(Short task): Set out all the items below as a numbered list, skipping any blank lines and leaving the pictures out.

###

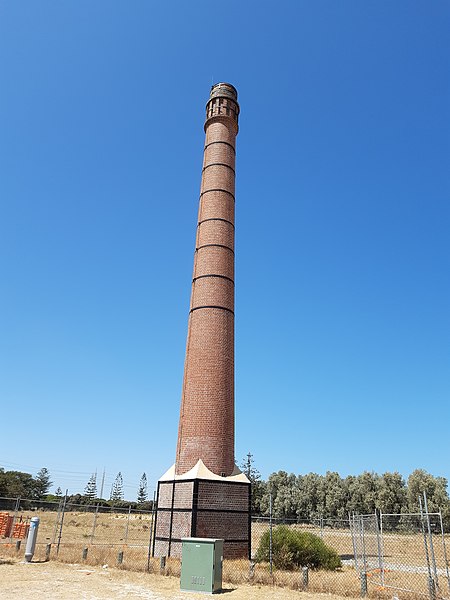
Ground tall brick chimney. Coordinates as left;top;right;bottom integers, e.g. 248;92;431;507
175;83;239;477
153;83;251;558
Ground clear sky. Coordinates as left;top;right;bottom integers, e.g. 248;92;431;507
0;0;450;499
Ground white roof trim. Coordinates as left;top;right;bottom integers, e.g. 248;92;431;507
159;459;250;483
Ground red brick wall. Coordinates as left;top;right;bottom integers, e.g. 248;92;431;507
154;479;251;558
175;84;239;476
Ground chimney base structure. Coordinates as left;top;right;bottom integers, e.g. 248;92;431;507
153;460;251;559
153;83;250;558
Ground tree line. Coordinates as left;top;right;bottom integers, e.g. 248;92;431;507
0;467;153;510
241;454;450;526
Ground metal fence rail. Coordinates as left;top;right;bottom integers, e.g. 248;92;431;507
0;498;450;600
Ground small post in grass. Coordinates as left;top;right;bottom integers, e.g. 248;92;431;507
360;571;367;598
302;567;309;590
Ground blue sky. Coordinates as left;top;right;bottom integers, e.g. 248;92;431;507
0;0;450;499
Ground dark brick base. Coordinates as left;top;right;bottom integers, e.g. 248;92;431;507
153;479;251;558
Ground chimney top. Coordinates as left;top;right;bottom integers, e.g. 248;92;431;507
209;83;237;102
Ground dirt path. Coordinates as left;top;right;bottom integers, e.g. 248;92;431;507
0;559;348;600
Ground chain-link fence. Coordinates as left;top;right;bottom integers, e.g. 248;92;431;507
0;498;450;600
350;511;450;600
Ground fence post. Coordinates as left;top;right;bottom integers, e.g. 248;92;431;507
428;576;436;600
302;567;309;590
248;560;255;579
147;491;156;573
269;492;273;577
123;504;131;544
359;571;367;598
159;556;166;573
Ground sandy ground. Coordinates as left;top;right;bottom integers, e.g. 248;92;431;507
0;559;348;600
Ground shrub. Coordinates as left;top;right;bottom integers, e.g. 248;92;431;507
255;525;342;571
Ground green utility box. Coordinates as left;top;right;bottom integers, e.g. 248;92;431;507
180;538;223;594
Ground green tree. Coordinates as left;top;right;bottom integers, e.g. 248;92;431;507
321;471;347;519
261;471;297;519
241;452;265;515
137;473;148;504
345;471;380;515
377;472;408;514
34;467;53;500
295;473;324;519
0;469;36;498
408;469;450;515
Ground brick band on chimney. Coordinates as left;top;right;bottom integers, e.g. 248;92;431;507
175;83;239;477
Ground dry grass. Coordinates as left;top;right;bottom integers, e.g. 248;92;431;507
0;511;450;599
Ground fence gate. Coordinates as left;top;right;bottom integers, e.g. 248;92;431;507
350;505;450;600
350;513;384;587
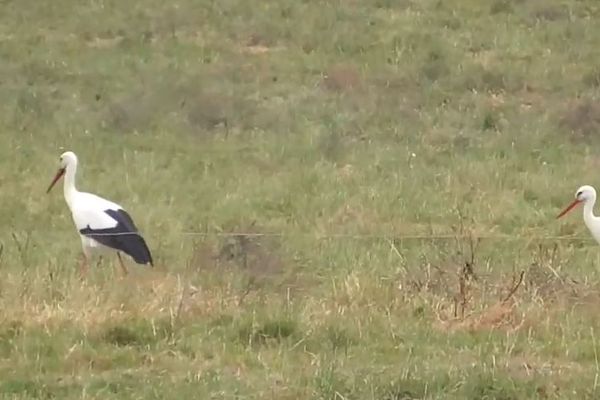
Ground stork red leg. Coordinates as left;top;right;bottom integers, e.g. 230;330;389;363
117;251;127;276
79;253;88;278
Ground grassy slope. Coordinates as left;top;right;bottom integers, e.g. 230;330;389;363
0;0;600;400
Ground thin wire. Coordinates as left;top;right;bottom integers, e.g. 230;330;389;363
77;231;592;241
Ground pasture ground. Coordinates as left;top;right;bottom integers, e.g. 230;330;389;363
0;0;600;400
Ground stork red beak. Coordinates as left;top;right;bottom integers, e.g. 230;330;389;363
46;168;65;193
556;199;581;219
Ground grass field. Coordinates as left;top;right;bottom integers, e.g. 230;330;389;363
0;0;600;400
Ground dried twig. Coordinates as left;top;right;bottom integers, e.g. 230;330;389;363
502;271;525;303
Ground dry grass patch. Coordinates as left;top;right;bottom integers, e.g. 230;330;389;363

###

(Finished task):
1. Ground tall brick chimney. Coordinates as left;top;right;bottom integers, e.g. 248;92;431;507
2. 175;83;239;477
3. 153;83;251;558
4. Ground clear sky. Coordinates as left;top;right;bottom integers, e.g. 248;92;431;507
5. 0;0;450;499
6. Ground white roof trim. Coordinates as left;top;right;bottom integers, e.g. 248;92;431;507
7. 159;459;250;483
8. Ground red brick wall. Coordinates as left;top;right;bottom integers, e.g. 248;92;431;507
9. 154;479;251;558
10. 175;84;239;476
11. Ground chimney base structure. Coordinates as left;top;right;bottom integers, e.g. 248;92;431;507
12. 153;460;251;559
13. 153;83;250;558
14. Ground tree line. Coordinates as left;top;right;bottom integers, e.g. 248;92;431;507
15. 0;467;153;510
16. 241;454;450;526
17. Ground metal fence rail. Coordinates as left;top;right;bottom integers, e.g. 248;92;431;507
18. 0;498;450;600
19. Ground small post in grass. Coordinates as left;top;right;bottom integers, e.g. 248;92;431;507
20. 360;571;367;598
21. 302;567;309;590
22. Ground blue sky. Coordinates as left;top;right;bottom integers, e.g. 248;92;431;507
23. 0;0;450;499
24. Ground dark brick base. Coordinates as left;top;right;bottom integers, e.g. 248;92;431;507
25. 153;479;251;558
26. Ground chimney top. Coordinates as left;top;right;bottom integers, e.g. 248;92;431;507
27. 209;83;237;102
28. Ground dirt path. Coordinates as left;top;right;bottom integers, e.g. 248;92;431;507
29. 0;559;348;600
30. Ground chain-link fence. Coordinates as left;top;right;bottom integers, e.g. 248;92;431;507
31. 0;498;450;600
32. 350;511;450;600
33. Ground fence post. Coordinates as left;top;right;bottom integers, e.g. 248;92;431;507
34. 428;576;436;600
35. 302;567;309;590
36. 248;560;255;579
37. 147;491;156;573
38. 269;492;273;577
39. 123;504;131;544
40. 359;571;367;598
41. 159;556;166;573
42. Ground sandy ground. Coordinates as left;top;right;bottom integers, e.g. 248;92;431;507
43. 0;559;348;600
44. Ground shrub. Coordinates as left;top;right;bottom integers, e.g. 248;92;431;507
45. 255;525;342;571
46. Ground green utility box. Coordinates as left;top;right;bottom integers, e.g. 248;92;431;507
47. 180;538;223;594
48. Ground green tree. Coordinates as left;top;right;bottom integers, e.g. 248;92;431;507
49. 321;471;347;519
50. 261;471;297;519
51. 241;452;265;515
52. 137;473;148;504
53. 345;471;380;515
54. 377;472;408;514
55. 34;467;53;500
56. 295;473;324;519
57. 0;469;36;498
58. 408;469;450;515
59. Ground brick band on chimney. Coordinates as left;top;right;bottom integers, e.g. 248;92;431;507
60. 175;83;239;477
61. Ground dry grass. Coordinates as left;top;right;bottom integers, e.g. 248;92;431;507
62. 0;511;450;599
63. Ground fence gate. Coordinates as left;top;right;bottom integers, e.g. 248;92;431;507
64. 350;505;450;600
65. 350;513;384;587
66. Ground stork red leg. Coordinates as left;top;right;bottom integers, e.g. 230;330;389;363
67. 117;251;127;276
68. 79;253;88;278
69. Ground grassy slope. Coordinates as left;top;right;bottom integers, e.g. 230;330;389;363
70. 0;0;600;400
71. Ground thin wire. Coordinates as left;top;right;bottom integers, e.g. 230;330;389;363
72. 77;231;592;241
73. Ground pasture ground. Coordinates as left;top;right;bottom integers, e.g. 230;330;389;363
74. 0;0;600;400
75. Ground stork red beak. Coordinates as left;top;right;bottom integers, e.g. 230;330;389;363
76. 46;168;65;193
77. 556;199;581;219
78. Ground grass field. Coordinates as left;top;right;bottom integers, e.g. 230;330;389;363
79. 0;0;600;400
80. Ground dried twig. Coordinates as left;top;right;bottom integers, e.g. 230;330;389;363
81. 502;271;525;303
82. Ground dry grass patch. Coordinates as left;top;right;bottom integers, e.g. 230;330;389;363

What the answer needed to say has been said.